### Descrizione del compito
Rispondi a queste domande sul testo qui sotto:
1. Che cosa hanno chiesto ieri le Comunità ebraiche?
2. Quali paesi sono indicati come padrini storici di Israele?
3. Qual è la premessa del sillogismo usato dai sostenitori delle illegalità israeliane?

### Testo dato
━━━━━━
Partire da una premessa data per
scontata e poi, da questa, arrivare a una conclusione porta spesso a una
conclusione tanto logica quanto sbagliata. È quel che si verifica quasi sempre
quando ci si trova di fronte al dramma del popolo palestinese. A volte lo si fa
in buonafede, altre no.
L’ultimo esempio di questo ricorso al sillogismo travestito da ragionamento lo abbiamo
avuto ieri con la richiesta delle Comunità ebraiche di vietare i cortei di
solidarietà con i palestinesi, cortei che chiedono il cessate il fuoco affinché
si fermi la spaventosa strage di decine di migliaia di civili (solo di bambini Israele
in 111 giorni ne ha sterminati circa 12.000). Massacri che possono contare sul sostegno
mediatico, politico e militare, diretto o indiretto, non solo dei suoi padrini
storici, quali Usa e Regno Unito, ma anche di altri paesi tra cui l’Italia. “Israele ha diritto a difendersi” è la premessa del sillogismo utilizzato dai sostenitori delle illegalità
israeliane e non tiene conto del fatto che Israele è in debito col Diritto
internazionale e col Diritto umanitario e che non si trova in posizione di
difesa bensì di offesa, sia nei confronti della Striscia di Gaza, illegalmente
assediata, sia nei confronti di Gerusalemme est e dei Territori palestinesi illegalmente
occupati.
━━━━━━
### Informazioni estratte
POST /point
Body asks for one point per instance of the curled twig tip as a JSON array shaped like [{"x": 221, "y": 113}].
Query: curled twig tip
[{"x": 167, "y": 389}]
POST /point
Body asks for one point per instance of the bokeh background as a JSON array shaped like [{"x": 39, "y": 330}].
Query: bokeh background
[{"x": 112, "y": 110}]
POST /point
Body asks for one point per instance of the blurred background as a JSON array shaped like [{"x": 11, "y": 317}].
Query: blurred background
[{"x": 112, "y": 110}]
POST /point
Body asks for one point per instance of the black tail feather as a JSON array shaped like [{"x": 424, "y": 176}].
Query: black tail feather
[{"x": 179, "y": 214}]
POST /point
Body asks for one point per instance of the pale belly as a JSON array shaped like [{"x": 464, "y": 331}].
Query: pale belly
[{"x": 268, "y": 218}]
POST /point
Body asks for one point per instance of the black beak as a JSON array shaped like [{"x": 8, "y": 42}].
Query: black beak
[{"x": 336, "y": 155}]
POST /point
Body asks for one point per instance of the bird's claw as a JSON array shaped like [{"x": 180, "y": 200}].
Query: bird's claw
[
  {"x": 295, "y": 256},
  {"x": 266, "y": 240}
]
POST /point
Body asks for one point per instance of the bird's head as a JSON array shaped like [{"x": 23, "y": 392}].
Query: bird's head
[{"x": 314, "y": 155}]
━━━━━━
### Risposta al compito
1. Di vietare i cortei di solidarietà con i palestinesi.
2. Usa e Regno Unito.
3. "Israele ha diritto a difendersi".